■ Exercise set
1. Can you quote the passage of the article on complaints to the Advertising Standards Authority from "I mentioned above" to "as I can see."?
2. Would you extend the article on complaints to the Advertising Standards Authority, picking up after its final sentence?

■ Selected extract
I will digress briefly to explain a ploy commonly used by sellers of nutritional products. These are regulated by the European Food Safety Authority (EFSA), and only claims that are on the approved list are allowed. What Energise UK did was this. They were selling various “alkaline salts” with claims that making the blood more alkaline is healthy. They then cited the claims allowed by the EFSA in support of the alkaline story. But the allowed claims have nothing at all to do with being alkaline. It happens that the products contain salts of alkali metals, and the allowed claims relate to those as trace minerals. This is rather like the “bait and switch” scam. Another product about which I complained was Turmeric Plus. The EFSA allows no claims at all for turmeric or its constituent curcumin, so guess what the company does? They add vitamin C to the product and make claims for that, which are allowed. The careless reader will think the benefits come from the turmeric when they are really only for vitamin C, which they could buy at a fraction of the cost. Having said that, hardly anyone eating a healthy diet needs extra vitamin C anyway. The ad concerned was in a magazine, and it didn’t appear in the latest issue.

I made nine complaints about CEASE therapists, in February 2018. Briefly, this practice amounts to child abuse. Homeopathy is part of it, but also mega-doses of vitamin C which cause diarrhoea. Practitioners welcome this side effect, which they see as a purging of the “toxins” which (they claim) caused the victim’s autism. They are usually vehemently anti-vaccination, and thus are a danger to public health. They are subject not only to ASA and Trading Standards regulation, but also to regulation by their professional bodies (if they have one). The Society of Homeopaths (SoH) is accredited by the Professional Standards Authority (PSA), which has placed certain conditions on renewal of registration until CEASE therapists who are SoH members are disciplined. As well as my complaints to the ASA, I reported 30 CEASE therapists to the SoH, notifying the PSA at the same time. Almost a year later only one of them has removed CEASE claims from their website. The SoH appears to have done absolutely nothing. There is far more about CEASE therapy at the excellent UK Homeopathy Regulation.

I mentioned above the non-compliers list. This only relates to online ads, ie on traders’ own websites. Hence that should be representative of my sample of ads, as all but one were in that category. There are currently 41 advertisers on the non-compliers list, the earliest dated August 2015. The ASA told me last year that advertisers stay on this list until they are referred to Trading Standards, or they decide to comply. In my sample, only two advertisers appear on this list, but one of those – Teddington Homeopathy – was there before I complained. This one, another CEASE therapist, has been listed as non-compliant since August 2015, 2.5 years before my complaint. They still have not been referred to Trading Standards as far as I can see.

■ Stored data
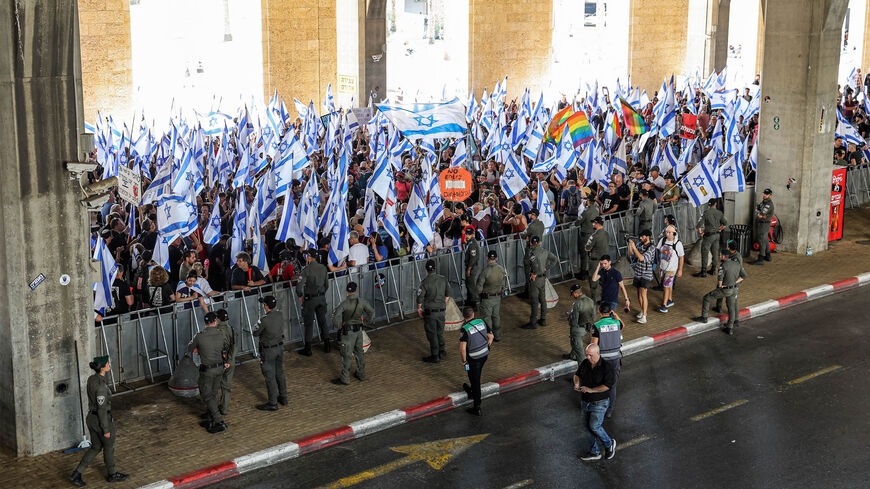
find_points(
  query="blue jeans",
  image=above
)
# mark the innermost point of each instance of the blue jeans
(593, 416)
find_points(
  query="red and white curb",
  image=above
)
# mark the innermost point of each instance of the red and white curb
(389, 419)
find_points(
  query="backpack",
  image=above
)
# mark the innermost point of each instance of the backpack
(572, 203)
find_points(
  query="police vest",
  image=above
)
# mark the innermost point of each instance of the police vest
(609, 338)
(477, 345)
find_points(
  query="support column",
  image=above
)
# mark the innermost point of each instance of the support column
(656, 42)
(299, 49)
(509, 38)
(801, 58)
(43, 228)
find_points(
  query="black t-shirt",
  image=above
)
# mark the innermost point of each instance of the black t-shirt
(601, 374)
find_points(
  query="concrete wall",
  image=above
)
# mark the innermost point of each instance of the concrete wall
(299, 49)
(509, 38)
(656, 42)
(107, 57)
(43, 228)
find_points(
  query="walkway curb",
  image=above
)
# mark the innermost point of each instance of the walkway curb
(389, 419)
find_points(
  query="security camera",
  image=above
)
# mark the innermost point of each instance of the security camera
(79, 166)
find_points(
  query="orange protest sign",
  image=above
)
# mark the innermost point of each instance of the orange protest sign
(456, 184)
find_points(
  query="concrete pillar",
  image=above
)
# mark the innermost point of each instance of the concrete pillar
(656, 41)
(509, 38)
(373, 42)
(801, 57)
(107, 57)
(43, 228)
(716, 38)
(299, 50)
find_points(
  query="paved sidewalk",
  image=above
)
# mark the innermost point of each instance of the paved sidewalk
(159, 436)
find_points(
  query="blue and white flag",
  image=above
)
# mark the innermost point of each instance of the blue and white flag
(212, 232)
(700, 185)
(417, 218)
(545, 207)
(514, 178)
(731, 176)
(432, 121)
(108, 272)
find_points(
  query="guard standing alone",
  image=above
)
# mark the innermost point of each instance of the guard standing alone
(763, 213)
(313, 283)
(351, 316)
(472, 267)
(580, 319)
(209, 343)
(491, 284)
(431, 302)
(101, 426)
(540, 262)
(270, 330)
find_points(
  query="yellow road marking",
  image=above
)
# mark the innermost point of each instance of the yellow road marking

■ Expected results
1.
I mentioned above the non-compliers list. This only relates to online ads, ie on traders’ own websites. Hence that should be representative of my sample of ads, as all but one were in that category. There are currently 41 advertisers on the non-compliers list, the earliest dated August 2015. The ASA told me last year that advertisers stay on this list until they are referred to Trading Standards, or they decide to comply. In my sample, only two advertisers appear on this list, but one of those – Teddington Homeopathy – was there before I complained. This one, another CEASE therapist, has been listed as non-compliant since August 2015, 2.5 years before my complaint. They still have not been referred to Trading Standards as far as I can see.

2.
Not much of this paints an encouraging picture. Here is a summary of the outcomes:

Claims removed 6
Claims unchanged 55
Site taken down 6
Claims partly removed 7
Total 74

So 74% of complaints since 2015 resulted in advertisers continuing exactly as before, with a further 10% only partly complying. Even when the ASA goes to the considerable effort of a full adjudication, the results are far from optimal. Of the four adjudications, the outcomes were:

Not one of these appears on either the non-compliers list or the referrals to Trading Standards list, after a year. Previous discussion with the ASA did not reveal any particular rule for when such referrals were made. I should mention that, as recommended by the ASA, I also complained to Trading Standards directly about cancer claims by the Shambhallah Healing Center. As you can see, there was no result from that either.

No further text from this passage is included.